──────── TEXT TO READ

Studio album by Handsome
- Released: February 4, 1997
- Recorded: 1996
- Studio: Bad Animals, Seattle, Washington
- Genre: Post-hardcore, alternative metal
- Length: 39:40
- Label: Epic
- Producer: Terry Date; Handsome;

= Handsome (Handsome album) =

Handsome is the only studio album by American rock band Handsome. It was released on February 4, 1997, through Epic Records, and was produced by Terry Date.

==Background==
Handsome was founded by Australian guitarist Peter Mengede, an original member of the New York City band Helmet. Mengede had left Helmet in 1993 over disagreements with the songwriting process, and was in debt due to tax issues.

────────────────
──────── INFORMATION SHOWN

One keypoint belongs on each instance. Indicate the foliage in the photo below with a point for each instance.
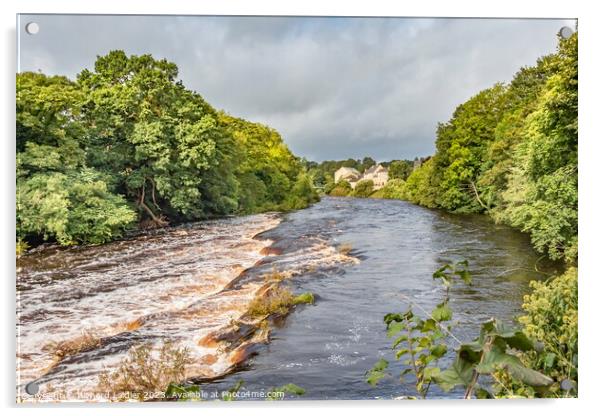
(393, 189)
(421, 186)
(142, 372)
(363, 189)
(512, 151)
(497, 352)
(304, 298)
(542, 195)
(551, 319)
(342, 188)
(400, 169)
(72, 209)
(128, 142)
(277, 300)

────────────────

**PROBLEM 1**
Could you rewrite the Handsome album text from "Studio album by Handsome" up to and including "by Terry Date.", changing "American rock band" to "rock band"?
**PROBLEM 2**
Do these statements agree with the Handsome album text? Answer yes or no for each, quoting the words that decide it. (a) The album was recorded in 1996. (b) Peter Mengede was an original member of Helmet. (c) Mengede left Helmet in 1995.

**CORRECT ANSWER 1**
Studio album by Handsome
- Released: February 4, 1997
- Recorded: 1996
- Studio: Bad Animals, Seattle, Washington
- Genre: Post-hardcore, alternative metal
- Length: 39:40
- Label: Epic
- Producer: Terry Date; Handsome;

= Handsome (Handsome album) =

Handsome is the only studio album by rock band Handsome. It was released on February 4, 1997, through Epic Records, and was produced by Terry Date.

**CORRECT ANSWER 2**
(a) Yes: "Recorded: 1996"
(b) Yes: "an original member of the New York City band Helmet"
(c) No: "Mengede had left Helmet in 1993"